**Work order 1:** Reproduce the passage of the article on Apple's new iPhone parental controls that begins at the words "ABC News reported" and ends after the words "the entire week.".
**Work order 2:** Summarize the article on Apple's iPhone parental controls in two sentences.
**Work order 3:** Continue the article on Apple's iPhone parental controls from the point where it stops.

Here's How To Use Apple's Handy New Parental Controls On Your iPhone

by Brianna Wiest

Each September, tech aficionados wait patiently for the reveal of the newest Apple products and, subsequently, the latest software updates. Even if you do not choose to purchase a new phone, you can typically get the software on any previous device. What makes this year's announcements extra exciting is that Apple is releasing new parental controls on phones, ones that will allow you to monitor and limit the amount of time your child spends on them.

ABC News reported today that, as part of this month's iOS 12 update (which is free) the company will be rolling out new control features that helps you manage how much time your kids are spending on their devices. Software will now be equipped with controls that allow you to restrict certain classes of apps, or even shut down your child's device accessibility entirely with something called "Downtime." The latter allows you to choose a set period of time to block off (for example, dinnertime through bedtime) every day for the entire week.

**Given data:**
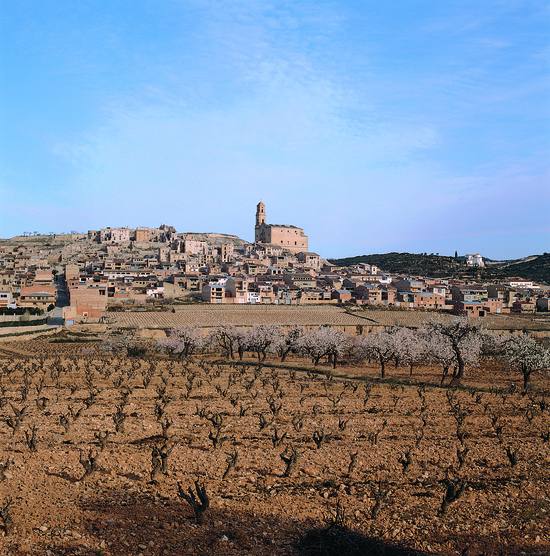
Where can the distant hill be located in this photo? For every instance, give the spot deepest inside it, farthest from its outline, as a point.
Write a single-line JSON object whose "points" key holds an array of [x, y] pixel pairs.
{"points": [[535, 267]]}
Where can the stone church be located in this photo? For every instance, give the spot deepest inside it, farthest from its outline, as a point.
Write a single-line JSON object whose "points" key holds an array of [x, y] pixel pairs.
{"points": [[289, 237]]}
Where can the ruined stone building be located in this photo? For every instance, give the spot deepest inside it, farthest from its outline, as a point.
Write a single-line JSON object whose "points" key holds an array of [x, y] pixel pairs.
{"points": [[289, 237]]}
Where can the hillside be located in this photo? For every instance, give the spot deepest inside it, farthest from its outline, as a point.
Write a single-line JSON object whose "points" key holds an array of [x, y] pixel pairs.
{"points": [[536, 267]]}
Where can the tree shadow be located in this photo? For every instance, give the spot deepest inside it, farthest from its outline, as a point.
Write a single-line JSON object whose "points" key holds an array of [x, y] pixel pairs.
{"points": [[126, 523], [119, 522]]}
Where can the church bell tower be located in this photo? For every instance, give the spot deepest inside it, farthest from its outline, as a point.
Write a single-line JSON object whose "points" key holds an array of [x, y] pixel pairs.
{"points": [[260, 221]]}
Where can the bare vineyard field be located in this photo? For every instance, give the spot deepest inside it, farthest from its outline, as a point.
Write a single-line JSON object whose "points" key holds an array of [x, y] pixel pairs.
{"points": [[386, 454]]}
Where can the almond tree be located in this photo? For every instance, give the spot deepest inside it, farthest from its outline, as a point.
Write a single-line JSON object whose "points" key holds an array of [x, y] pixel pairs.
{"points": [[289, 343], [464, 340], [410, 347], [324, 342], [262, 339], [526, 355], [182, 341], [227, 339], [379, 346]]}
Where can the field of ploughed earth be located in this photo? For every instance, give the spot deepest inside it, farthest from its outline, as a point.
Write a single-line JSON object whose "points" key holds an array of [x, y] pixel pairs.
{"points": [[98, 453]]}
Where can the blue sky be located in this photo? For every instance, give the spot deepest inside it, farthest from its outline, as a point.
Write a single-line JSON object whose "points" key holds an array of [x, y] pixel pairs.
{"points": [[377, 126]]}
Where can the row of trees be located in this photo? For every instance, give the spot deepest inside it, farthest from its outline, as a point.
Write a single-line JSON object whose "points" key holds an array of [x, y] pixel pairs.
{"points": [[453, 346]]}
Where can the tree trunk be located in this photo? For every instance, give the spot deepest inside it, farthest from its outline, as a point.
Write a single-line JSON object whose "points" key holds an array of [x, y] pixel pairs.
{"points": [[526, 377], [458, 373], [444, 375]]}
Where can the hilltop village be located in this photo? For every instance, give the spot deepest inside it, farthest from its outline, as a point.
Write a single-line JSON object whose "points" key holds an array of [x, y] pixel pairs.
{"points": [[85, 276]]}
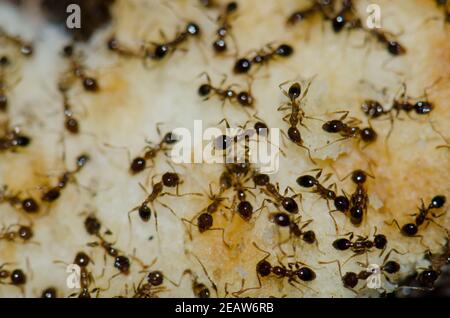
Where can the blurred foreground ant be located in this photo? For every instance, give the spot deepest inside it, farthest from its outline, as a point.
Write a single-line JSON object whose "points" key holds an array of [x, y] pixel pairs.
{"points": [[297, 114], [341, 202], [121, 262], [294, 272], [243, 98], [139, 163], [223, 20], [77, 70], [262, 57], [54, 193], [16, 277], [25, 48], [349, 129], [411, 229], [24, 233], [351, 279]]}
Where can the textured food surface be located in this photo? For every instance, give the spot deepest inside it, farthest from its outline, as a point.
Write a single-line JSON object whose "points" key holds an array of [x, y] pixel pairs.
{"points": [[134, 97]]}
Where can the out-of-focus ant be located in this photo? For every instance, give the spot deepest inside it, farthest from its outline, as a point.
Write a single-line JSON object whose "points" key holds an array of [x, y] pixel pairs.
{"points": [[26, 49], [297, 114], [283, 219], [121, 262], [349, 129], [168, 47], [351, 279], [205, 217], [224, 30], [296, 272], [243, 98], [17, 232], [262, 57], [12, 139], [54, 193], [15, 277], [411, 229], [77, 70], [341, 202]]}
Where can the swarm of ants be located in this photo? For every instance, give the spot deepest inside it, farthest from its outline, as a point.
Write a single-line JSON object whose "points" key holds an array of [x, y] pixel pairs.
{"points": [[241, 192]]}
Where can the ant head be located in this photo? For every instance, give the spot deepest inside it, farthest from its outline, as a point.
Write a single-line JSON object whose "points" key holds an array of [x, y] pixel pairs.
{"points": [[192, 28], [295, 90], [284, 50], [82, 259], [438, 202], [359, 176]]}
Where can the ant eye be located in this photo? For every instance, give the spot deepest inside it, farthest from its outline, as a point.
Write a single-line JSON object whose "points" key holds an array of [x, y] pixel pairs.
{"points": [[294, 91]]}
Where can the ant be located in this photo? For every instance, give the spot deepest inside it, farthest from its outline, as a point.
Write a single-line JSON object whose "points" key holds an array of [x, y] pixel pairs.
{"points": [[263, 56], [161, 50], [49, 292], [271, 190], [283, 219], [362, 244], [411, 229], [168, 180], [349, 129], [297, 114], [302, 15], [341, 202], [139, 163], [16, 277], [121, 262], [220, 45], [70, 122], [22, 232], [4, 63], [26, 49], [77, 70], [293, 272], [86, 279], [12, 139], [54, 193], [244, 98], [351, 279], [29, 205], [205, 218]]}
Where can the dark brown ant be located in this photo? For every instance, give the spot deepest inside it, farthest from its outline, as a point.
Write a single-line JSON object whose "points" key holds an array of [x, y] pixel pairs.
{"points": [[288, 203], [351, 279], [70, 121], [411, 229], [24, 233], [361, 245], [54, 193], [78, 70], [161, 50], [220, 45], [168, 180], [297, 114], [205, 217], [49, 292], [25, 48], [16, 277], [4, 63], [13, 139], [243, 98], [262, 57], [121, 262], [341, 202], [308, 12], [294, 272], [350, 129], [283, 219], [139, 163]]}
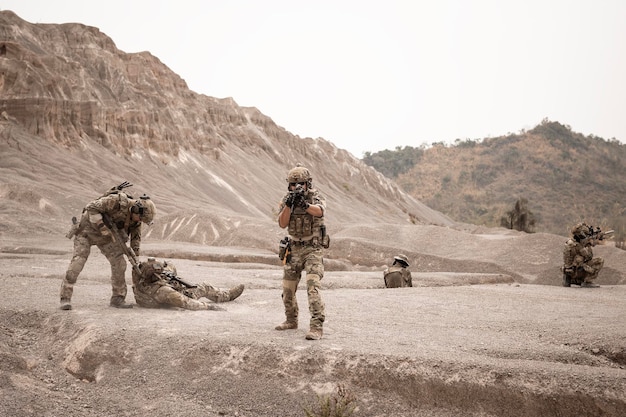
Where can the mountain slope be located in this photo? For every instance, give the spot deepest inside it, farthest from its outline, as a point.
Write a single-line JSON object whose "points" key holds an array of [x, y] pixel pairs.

**Task response 1:**
ABC News reported today that, as part of this month's iOS 12 update (which is free) the company will be rolling out new control features that helps you manage how much time your kids are spending on their devices. Software will now be equipped with controls that allow you to restrict certain classes of apps, or even shut down your child's device accessibility entirely with something called "Downtime." The latter allows you to choose a set period of time to block off (for example, dinnertime through bedtime) every day for the entire week.

**Task response 2:** Apple's free iOS 12 update adds parental controls that let you monitor and limit how much time your child spends on a phone. The controls can restrict certain classes of apps or, through a feature called "Downtime," shut off the child's access to the device during a chosen period every day of the week.

**Task response 3:**
In addition, TechCrunch reported that, in response to reviewing research from child development experts whose studies have found "links between the use of electronic devices by kids, and negative effects on concentration, emotional health, sleep and empathy," the company is releasing something called "Screen Time," which allows you to limit the amount of time a child can spend on a specific app or game each day.

Subsequently, Apple released a "Families" page on their website, in which they explain the different features now available to parents.

For one, the updates also give you a weekly report of your child's activity. "Screen Time gives you a better understanding of the time you and your kids spend using apps, visiting websites, and on your devices overall," the page reads. "You can get weekly reports or see specific app usage, notifications, and device pickups."

They continued: "The Kids section is carefully curated to be a great space for children. And we review every app to make sure it does what it says it does. In Restrictions, you can also tap an age range and, just like that, your kids can buy or download only apps appropriate for them — including curated recommendations," adding that you can even block apps entirely.

"If you want to, you can prevent kids from installing new apps, like social media or photo sharing — or even turn off the Safari web browser. Enable Ask to Buy, and you can approve or decline their app purchases and downloads right from your device," they said.


The updates are timely, considering that in October of last year, CNN reported that new studies were stating that kids under nine were spending more than two hours per day on their phones.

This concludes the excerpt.